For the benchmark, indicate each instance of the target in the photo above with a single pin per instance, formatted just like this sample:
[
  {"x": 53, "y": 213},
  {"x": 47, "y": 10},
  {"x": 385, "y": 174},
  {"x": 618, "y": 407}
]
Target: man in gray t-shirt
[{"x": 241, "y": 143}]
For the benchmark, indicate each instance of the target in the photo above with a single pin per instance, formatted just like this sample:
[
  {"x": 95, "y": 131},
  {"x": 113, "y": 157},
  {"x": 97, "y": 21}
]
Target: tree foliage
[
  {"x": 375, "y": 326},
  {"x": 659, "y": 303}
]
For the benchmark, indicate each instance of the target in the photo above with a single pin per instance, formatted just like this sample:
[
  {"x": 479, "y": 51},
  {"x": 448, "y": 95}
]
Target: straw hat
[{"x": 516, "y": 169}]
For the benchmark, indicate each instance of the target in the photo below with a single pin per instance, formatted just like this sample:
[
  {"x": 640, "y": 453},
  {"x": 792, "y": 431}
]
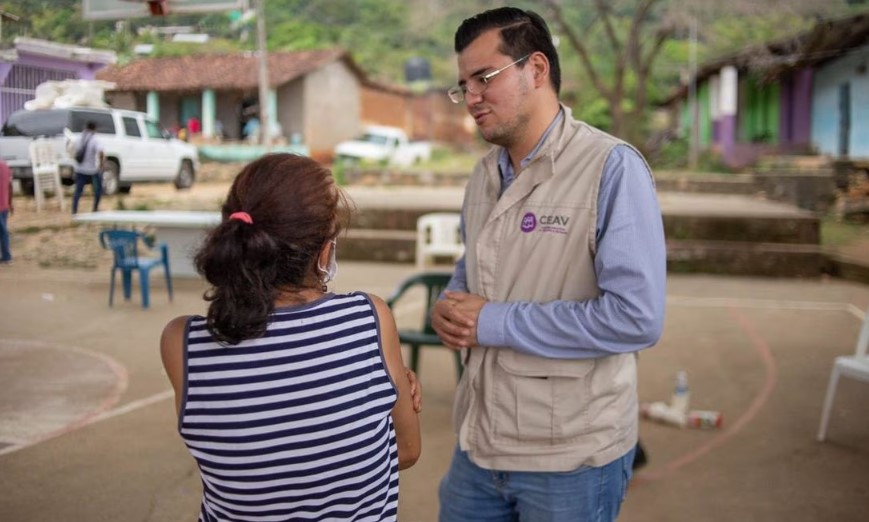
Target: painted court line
[
  {"x": 763, "y": 350},
  {"x": 104, "y": 413}
]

--- --- ---

* What to work on *
Copy the material exactly, from the line that contains "the photo below" through the end of the material, and leave the picture out of your copy.

* Solution for this task *
For the benchmark, indicate each instance of the target in the photo below with a single pin per instance, formatted just like this sample:
[
  {"x": 640, "y": 453},
  {"x": 792, "y": 431}
]
Target: painted court line
[
  {"x": 763, "y": 350},
  {"x": 104, "y": 413}
]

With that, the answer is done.